◆ GIVEN ENTRIES:
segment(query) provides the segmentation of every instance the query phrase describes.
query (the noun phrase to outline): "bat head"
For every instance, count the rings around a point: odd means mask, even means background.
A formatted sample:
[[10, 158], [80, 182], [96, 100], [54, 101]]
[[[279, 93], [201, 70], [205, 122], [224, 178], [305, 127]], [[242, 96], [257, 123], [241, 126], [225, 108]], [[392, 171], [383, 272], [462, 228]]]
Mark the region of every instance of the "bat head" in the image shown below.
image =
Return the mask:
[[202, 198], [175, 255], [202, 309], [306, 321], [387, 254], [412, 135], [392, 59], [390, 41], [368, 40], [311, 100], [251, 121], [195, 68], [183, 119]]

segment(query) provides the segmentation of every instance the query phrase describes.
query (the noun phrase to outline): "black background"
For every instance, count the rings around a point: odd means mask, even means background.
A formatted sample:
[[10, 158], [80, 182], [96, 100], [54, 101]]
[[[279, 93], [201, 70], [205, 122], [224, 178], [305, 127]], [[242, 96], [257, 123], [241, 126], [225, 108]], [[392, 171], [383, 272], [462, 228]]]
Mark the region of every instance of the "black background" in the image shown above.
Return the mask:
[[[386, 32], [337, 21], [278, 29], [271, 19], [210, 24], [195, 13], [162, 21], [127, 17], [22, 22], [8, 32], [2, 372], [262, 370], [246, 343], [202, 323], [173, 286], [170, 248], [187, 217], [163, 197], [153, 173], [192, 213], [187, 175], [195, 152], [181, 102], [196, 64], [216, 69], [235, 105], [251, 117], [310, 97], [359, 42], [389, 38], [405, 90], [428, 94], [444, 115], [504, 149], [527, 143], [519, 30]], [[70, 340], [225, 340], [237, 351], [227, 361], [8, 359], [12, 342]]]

◆ WHAT THE EXERCISE ASKS:
Rewrite the records above, substituting "loops" for each occurrence of "rings" and leaving everything else unchanged.

◆ WRITTEN REPLY:
segment(query) provides the segmentation of every instance the query phrase describes.
query (the noun phrase to outline): "bat head"
For every instance, count the loops around a point: odd means mask, even means background.
A formatted sample:
[[10, 158], [80, 182], [96, 100], [54, 101]]
[[[279, 93], [201, 70], [205, 122], [224, 178], [305, 127]], [[242, 96], [257, 123], [241, 126], [225, 108]], [[392, 171], [383, 272], [462, 228]]]
Mark the region of every instance of the "bat head" in the image shown below.
image =
Return the mask:
[[202, 198], [175, 255], [202, 309], [306, 321], [387, 254], [412, 135], [392, 59], [390, 41], [368, 40], [311, 100], [251, 121], [195, 68], [183, 119]]

segment(query) provides the segmentation of every instance the query phrase describes.
query (the noun phrase to outline): "black background"
For every instance, count the loops around a point: odd means mask, even means background.
A formatted sample:
[[10, 158], [80, 182], [96, 100], [54, 101]]
[[[279, 93], [201, 70], [205, 122], [224, 178], [305, 127]], [[242, 96], [257, 123], [241, 126], [225, 108]], [[392, 171], [383, 272], [462, 228]]]
Mark the region of every instance of the "black background" in the image shown above.
Return the mask:
[[[386, 32], [337, 21], [278, 29], [271, 19], [210, 24], [195, 13], [162, 21], [127, 17], [22, 22], [8, 32], [2, 372], [262, 370], [246, 343], [202, 323], [173, 286], [170, 248], [187, 217], [163, 197], [153, 173], [192, 213], [187, 175], [195, 152], [181, 102], [196, 64], [216, 69], [235, 105], [251, 117], [310, 97], [359, 42], [389, 38], [405, 90], [428, 94], [444, 115], [504, 149], [527, 143], [519, 30]], [[70, 340], [225, 340], [237, 351], [227, 361], [8, 359], [12, 342]]]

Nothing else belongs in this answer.